STATED GOAL | Type out all the records word for word. Any pictures are to be left out.
── EXCERPTED DATA
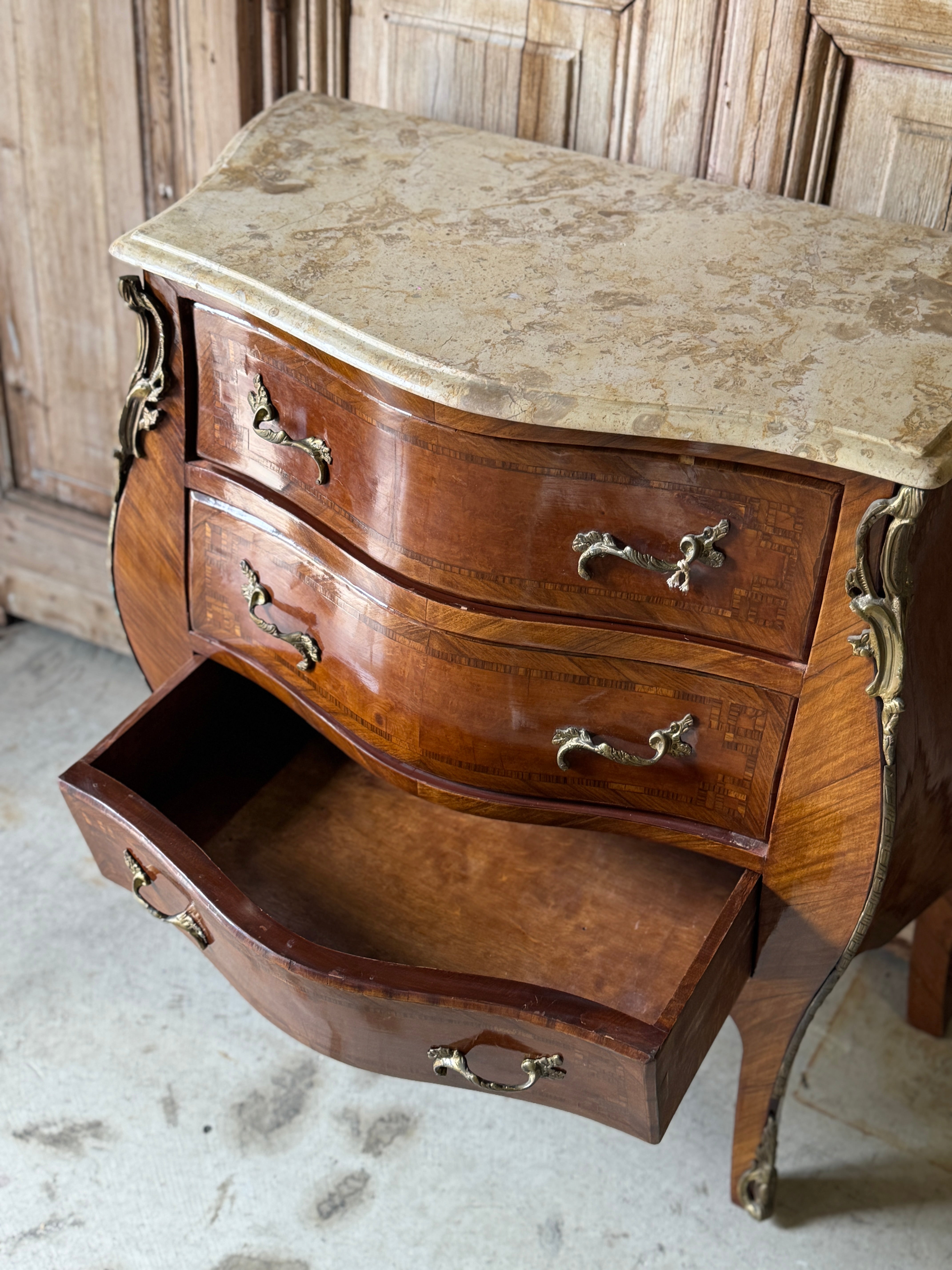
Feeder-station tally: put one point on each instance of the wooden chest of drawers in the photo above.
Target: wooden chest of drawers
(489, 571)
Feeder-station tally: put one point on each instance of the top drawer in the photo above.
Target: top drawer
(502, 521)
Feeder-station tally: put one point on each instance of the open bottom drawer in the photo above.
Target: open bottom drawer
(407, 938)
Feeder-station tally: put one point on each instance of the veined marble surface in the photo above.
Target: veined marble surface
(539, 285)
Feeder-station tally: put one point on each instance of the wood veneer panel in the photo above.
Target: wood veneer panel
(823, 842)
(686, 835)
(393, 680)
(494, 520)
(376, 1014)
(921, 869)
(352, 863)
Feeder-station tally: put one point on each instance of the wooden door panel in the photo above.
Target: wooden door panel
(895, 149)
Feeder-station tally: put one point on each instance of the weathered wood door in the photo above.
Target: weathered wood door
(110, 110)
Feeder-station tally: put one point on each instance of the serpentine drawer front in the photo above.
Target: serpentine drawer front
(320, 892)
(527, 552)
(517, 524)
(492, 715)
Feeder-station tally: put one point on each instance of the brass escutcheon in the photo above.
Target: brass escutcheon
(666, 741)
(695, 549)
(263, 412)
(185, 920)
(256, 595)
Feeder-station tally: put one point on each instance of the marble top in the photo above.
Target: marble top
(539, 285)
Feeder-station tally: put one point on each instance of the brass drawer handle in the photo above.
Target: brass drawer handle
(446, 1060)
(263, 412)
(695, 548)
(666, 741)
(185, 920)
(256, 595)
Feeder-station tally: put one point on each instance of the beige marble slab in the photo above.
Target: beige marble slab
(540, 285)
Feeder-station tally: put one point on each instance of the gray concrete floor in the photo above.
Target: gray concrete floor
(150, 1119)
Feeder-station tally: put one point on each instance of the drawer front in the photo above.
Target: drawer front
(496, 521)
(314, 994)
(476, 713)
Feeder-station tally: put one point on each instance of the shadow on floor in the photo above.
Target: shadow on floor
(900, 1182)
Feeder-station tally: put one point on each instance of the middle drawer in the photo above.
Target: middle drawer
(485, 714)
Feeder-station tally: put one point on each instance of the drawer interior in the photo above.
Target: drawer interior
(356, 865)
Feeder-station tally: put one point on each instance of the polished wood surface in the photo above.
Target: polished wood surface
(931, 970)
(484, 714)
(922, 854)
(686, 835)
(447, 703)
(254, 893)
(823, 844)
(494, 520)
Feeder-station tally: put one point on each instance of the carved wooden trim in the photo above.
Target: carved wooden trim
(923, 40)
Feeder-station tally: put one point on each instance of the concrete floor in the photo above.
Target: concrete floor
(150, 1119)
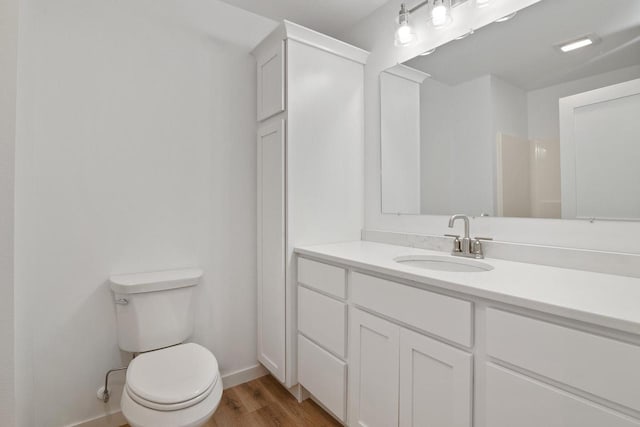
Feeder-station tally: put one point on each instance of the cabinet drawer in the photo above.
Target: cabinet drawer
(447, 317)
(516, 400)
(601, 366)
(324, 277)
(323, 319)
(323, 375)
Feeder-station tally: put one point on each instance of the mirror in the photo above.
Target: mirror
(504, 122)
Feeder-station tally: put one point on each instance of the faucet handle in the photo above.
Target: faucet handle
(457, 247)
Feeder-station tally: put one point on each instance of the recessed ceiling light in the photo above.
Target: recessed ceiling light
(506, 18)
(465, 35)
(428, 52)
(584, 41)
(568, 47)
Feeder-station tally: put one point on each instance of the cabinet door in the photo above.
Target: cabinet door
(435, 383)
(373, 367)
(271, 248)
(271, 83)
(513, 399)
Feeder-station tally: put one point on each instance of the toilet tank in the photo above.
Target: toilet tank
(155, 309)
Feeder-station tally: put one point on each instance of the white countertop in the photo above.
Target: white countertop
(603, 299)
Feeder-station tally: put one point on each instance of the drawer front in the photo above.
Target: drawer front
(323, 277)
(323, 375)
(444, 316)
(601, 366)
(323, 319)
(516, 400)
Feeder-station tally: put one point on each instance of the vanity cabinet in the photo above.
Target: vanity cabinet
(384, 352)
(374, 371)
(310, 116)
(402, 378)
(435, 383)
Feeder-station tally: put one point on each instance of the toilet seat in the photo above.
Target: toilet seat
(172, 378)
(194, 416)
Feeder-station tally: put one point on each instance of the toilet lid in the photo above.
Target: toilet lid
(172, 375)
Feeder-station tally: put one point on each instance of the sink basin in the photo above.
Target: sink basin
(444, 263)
────
EXERCISE ANSWER |
Feeder-station tally: put one point on each instance of the wooden chest of drawers in the photo above.
Target: wooden chest of drawers
(489, 571)
Feeder-station tally: put one point on each instance of the top drawer in the photo above.
Target: top drawer
(502, 521)
Feeder-station tally: put one point on each instance of the open bottom drawer in the photo above.
Target: open bottom drawer
(407, 938)
Feeder-station tally: put one point on each instance of the veined marble surface in the photo above.
Target: veined marble surface
(539, 285)
Feeder-station tally: put one point on each instance of the wood veneer panel in the photo above.
Target: wood veneer panel
(823, 842)
(686, 835)
(393, 680)
(494, 520)
(376, 1014)
(921, 869)
(352, 863)
Feeder-station tally: put one point on each instance of the wooden door panel in the photo above.
Target: wooden door panel
(895, 149)
Feeder-station tally: put one point on each instance of the weathered wood door in the photo above.
Target: weathered wood door
(110, 110)
Feeder-station tally: put one point on each instance of the serpentine drawer front in the photo above.
Target: serpentine drawer front
(320, 892)
(527, 552)
(517, 524)
(492, 715)
Feeder-station tally: put one point on each instance of the brass escutcheon in the photo above.
Target: brass escutcheon
(666, 741)
(695, 549)
(263, 412)
(185, 920)
(256, 595)
Feeder-station tally: put one point on each instance of the marble top in the photo above.
Target: marble top
(539, 285)
Feeder-station tally: put one point on each instance of the brass drawer handle in the photo above.
Target: brass drawer handle
(446, 1060)
(263, 412)
(695, 548)
(666, 741)
(185, 920)
(256, 595)
Feeder-station tally: put one point on each instance of the beige marble slab in the photo above.
Target: beige marble slab
(540, 285)
Feeder-station tally: put one point on each instance of the gray concrete floor in the photo above.
Target: gray concrete floor
(150, 1119)
Feeder-station tally: put one point on each instance of the drawer front in the photo above.
Target: drawer front
(496, 521)
(314, 994)
(476, 713)
Feeder-station tally: put one point on each instance of the shadow on floor in the photo above.
Target: shadow on floor
(900, 1182)
Feeder-station tally: put one point on each instance of the middle drawer in the photo above.
Target: middle drawer
(485, 714)
Feeder-station tally: put one point on each instance of the drawer interior in the photo above.
Target: drawer interior
(356, 865)
Feeder-station tally: put one point on each instance of the polished wood surface in the photo above.
Target: polished wood surface
(931, 970)
(484, 714)
(922, 854)
(686, 835)
(447, 703)
(254, 893)
(823, 844)
(494, 520)
Feeder-station tally: put one point on each instance of the carved wooden trim in the photo above.
Target: carved wooden trim
(923, 40)
Feeder-station tally: put one point on each instance of the concrete floor in the photo above.
Target: concrete floor
(150, 1119)
Feeder-station tally: put one point on each instance of the cabinet drawer in the photo above.
Target: cabinet drawer
(447, 317)
(516, 400)
(601, 366)
(324, 277)
(323, 319)
(323, 375)
Feeder-station tally: put one point on each instance of the mirror in the photo above.
Target: mirror
(504, 122)
Feeder-station tally: put one point on each instance of the faucet handle in the photo above.
Target: faucet handle
(457, 247)
Feeder-station tally: put one point on each instance of the recessed ceiling light in the photo above.
Target: recessed ceiling light
(506, 18)
(465, 35)
(428, 52)
(584, 41)
(568, 47)
Feeder-station tally: put one point on each instance of the cabinet door in the photo above.
Target: cabinet door
(435, 383)
(373, 367)
(271, 248)
(271, 83)
(513, 399)
Feeder-station tally: put one point on each instance of the toilet tank in the photo above.
Target: toilet tank
(155, 309)
Feeder-station tally: put one point on each instance of the white countertop in the photo above.
Target: white countertop
(603, 299)
Feeder-station tally: put one point on each instance of the drawer front in the photo above.
Target: drawer front
(323, 277)
(323, 375)
(444, 316)
(601, 366)
(323, 319)
(516, 400)
Feeder-station tally: put one point on each instance of the vanity cabinet in the photo above.
Target: vanity cabinet
(384, 352)
(374, 371)
(310, 116)
(402, 378)
(435, 383)
Feeder-station tally: put one point on each instance of the toilet seat in the photo above.
Target: toilet seat
(172, 378)
(194, 416)
Feeder-station tally: put one point on each instance of the toilet lid in the photo above.
Target: toilet lid
(172, 375)
Feeder-station tally: put one point on each instance of the sink basin in the photo above.
Target: sink basin
(444, 263)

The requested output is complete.